(Data taken from a collection)
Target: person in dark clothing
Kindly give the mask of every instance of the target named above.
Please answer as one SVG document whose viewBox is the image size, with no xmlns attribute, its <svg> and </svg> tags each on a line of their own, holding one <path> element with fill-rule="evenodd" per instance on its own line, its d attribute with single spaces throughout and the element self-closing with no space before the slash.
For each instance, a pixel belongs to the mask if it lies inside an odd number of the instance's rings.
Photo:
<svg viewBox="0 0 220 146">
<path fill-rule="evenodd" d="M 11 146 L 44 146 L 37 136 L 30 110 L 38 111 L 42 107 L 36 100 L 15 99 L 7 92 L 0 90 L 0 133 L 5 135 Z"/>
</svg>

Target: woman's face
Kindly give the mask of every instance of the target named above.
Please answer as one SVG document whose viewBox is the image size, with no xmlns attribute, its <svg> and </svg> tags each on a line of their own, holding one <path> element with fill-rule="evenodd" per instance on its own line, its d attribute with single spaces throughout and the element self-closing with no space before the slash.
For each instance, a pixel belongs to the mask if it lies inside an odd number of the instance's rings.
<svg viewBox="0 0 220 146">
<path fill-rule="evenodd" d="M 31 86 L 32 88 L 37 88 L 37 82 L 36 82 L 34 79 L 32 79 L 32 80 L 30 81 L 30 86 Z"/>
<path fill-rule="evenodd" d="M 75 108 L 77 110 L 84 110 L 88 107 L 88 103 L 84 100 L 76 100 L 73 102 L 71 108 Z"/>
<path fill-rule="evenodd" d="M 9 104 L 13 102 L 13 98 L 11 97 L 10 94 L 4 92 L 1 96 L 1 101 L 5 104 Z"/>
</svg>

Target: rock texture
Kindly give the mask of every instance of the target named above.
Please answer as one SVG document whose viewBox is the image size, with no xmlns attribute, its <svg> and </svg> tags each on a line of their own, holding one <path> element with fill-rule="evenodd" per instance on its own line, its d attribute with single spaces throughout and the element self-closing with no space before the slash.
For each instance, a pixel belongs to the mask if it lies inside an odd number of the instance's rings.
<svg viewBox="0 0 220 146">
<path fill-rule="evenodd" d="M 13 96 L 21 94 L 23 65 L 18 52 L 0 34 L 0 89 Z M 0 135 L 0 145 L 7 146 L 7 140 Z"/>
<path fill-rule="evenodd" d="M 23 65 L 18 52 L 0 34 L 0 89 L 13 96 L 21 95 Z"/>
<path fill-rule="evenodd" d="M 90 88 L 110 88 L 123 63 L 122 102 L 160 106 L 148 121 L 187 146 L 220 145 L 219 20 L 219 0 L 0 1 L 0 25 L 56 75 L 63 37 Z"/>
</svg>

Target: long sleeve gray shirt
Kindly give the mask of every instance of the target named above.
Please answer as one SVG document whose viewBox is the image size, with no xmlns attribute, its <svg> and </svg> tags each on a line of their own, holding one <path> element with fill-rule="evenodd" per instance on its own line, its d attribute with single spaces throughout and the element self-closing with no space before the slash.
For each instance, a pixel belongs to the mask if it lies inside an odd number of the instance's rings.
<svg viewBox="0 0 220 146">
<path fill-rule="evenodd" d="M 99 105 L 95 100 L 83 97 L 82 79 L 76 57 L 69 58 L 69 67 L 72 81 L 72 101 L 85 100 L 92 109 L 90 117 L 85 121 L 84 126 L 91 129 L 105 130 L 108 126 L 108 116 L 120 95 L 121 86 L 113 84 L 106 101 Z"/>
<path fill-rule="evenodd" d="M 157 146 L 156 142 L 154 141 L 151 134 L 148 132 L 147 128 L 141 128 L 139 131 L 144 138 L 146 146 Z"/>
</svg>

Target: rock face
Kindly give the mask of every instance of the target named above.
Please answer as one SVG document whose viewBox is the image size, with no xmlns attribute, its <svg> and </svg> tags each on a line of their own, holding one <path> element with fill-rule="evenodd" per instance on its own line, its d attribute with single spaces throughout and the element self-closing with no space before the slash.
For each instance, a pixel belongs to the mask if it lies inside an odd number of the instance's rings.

• [Exercise] Put every line of the entries above into a numbered list, leaving out the blank lines.

• [Answer to the exercise]
1. Target: person in dark clothing
2. Kindly give the mask of every instance of the target named above.
3. Please answer as one SVG document whose viewBox is the image size, with no xmlns attribute, its <svg> and </svg> tags each on a line of their own, holding one <path> element with fill-rule="evenodd" per instance on its own line, its d attribute with single spaces throughout and the element self-closing with no space before the slash.
4. For each instance, a pixel belongs to the mask if it lies inside an odd number of the instance's rings.
5. Photo:
6. <svg viewBox="0 0 220 146">
7. <path fill-rule="evenodd" d="M 11 146 L 44 146 L 37 136 L 30 110 L 38 111 L 42 107 L 36 100 L 15 99 L 7 92 L 0 90 L 0 133 L 5 135 Z"/>
8. </svg>
9. Target: woman's face
10. Kindly give the mask of every instance of the target named above.
11. Please answer as one SVG document whose viewBox is the image size, with no xmlns attribute, its <svg> and </svg> tags each on a line of their own, holding one <path> element with fill-rule="evenodd" per instance on its own line, its d attribute with single spaces throughout and the element self-closing with no space before the slash.
12. For each instance, a pixel belongs to the mask if it lies inside an odd number of the instance's rings.
13. <svg viewBox="0 0 220 146">
14. <path fill-rule="evenodd" d="M 31 86 L 32 88 L 37 88 L 37 82 L 36 82 L 34 79 L 32 79 L 32 80 L 30 81 L 30 86 Z"/>
15. <path fill-rule="evenodd" d="M 75 108 L 77 110 L 84 110 L 88 107 L 88 103 L 84 100 L 76 100 L 73 102 L 71 108 Z"/>
16. <path fill-rule="evenodd" d="M 9 104 L 13 102 L 13 98 L 11 97 L 10 94 L 4 92 L 1 96 L 1 101 L 5 104 Z"/>
17. </svg>
18. Target: rock texture
19. Kindly give the mask of every instance of the target named above.
20. Please answer as one SVG document whose viewBox is the image size, with no xmlns attribute, its <svg> and </svg> tags each on a line of their own, holding one <path> element with fill-rule="evenodd" per instance on its own line, its d attribute with single spaces throughout and the element self-closing with no space before the slash.
21. For each instance, a pixel belongs to the mask if it lies inside an odd number of the instance's rings.
22. <svg viewBox="0 0 220 146">
23. <path fill-rule="evenodd" d="M 13 96 L 21 94 L 23 65 L 18 52 L 0 34 L 0 89 Z M 0 135 L 0 145 L 7 146 L 7 140 Z"/>
24. <path fill-rule="evenodd" d="M 23 65 L 18 52 L 0 34 L 0 89 L 13 96 L 21 95 Z"/>
25. <path fill-rule="evenodd" d="M 90 88 L 110 88 L 123 63 L 122 102 L 160 106 L 148 121 L 187 146 L 220 145 L 219 20 L 219 0 L 0 1 L 0 25 L 56 75 L 63 37 Z"/>
26. </svg>
27. Target: long sleeve gray shirt
28. Kindly give the mask of every instance of the target named above.
29. Please answer as one SVG document whose viewBox is the image size, with no xmlns attribute, its <svg> and </svg> tags each on a line of their own, holding one <path> element with fill-rule="evenodd" per instance on its own line, its d attribute with single spaces throughout and the element self-closing with no space before the slash.
30. For each instance, a pixel belongs to the mask if it lies inside an odd number of the instance's rings.
31. <svg viewBox="0 0 220 146">
32. <path fill-rule="evenodd" d="M 99 105 L 95 100 L 83 97 L 82 79 L 76 57 L 69 58 L 69 67 L 72 81 L 72 101 L 85 100 L 92 109 L 90 117 L 85 121 L 84 126 L 91 129 L 105 130 L 108 126 L 108 116 L 120 95 L 121 86 L 113 84 L 106 101 Z"/>
33. <path fill-rule="evenodd" d="M 157 146 L 156 142 L 154 141 L 151 134 L 148 132 L 147 128 L 141 128 L 139 131 L 144 138 L 146 146 Z"/>
34. </svg>
35. Target: rock face
36. Kindly give the mask of every instance of the target named above.
37. Please answer as one SVG document whose viewBox is the image size, with no xmlns attribute, its <svg> and </svg> tags each on a line of their own, holding one <path> element with fill-rule="evenodd" per instance on its own line, its d attribute with single spaces throughout and the element self-closing with no space before the slash.
38. For each instance, a pixel belongs to the mask if it lies inside an odd number of the instance's rings.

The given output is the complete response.